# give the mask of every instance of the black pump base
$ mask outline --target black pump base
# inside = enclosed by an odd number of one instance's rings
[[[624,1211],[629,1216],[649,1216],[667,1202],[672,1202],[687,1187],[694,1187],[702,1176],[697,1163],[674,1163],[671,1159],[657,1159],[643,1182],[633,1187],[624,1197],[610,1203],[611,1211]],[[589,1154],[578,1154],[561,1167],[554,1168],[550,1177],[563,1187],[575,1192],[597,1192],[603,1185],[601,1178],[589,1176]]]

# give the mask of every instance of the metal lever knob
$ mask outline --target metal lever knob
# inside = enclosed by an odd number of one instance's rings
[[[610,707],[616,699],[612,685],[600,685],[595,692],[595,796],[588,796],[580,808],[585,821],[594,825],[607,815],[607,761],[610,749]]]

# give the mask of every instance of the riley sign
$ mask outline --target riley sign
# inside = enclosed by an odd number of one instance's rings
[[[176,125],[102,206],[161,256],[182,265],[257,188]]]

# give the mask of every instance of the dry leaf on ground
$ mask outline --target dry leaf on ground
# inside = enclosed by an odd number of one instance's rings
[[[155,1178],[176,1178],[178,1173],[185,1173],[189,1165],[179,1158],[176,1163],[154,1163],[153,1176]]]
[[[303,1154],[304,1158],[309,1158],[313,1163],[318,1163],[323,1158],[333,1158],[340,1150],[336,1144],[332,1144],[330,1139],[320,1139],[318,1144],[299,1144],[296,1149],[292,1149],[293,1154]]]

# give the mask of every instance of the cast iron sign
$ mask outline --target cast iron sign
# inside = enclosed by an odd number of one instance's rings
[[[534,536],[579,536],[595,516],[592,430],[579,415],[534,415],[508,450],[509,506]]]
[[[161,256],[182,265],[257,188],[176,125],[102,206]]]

**WHAT YOU NEED TO DO**
Your answer must be a single number: how many lines of the entries above contain the string "outline".

**TASK RESULT**
5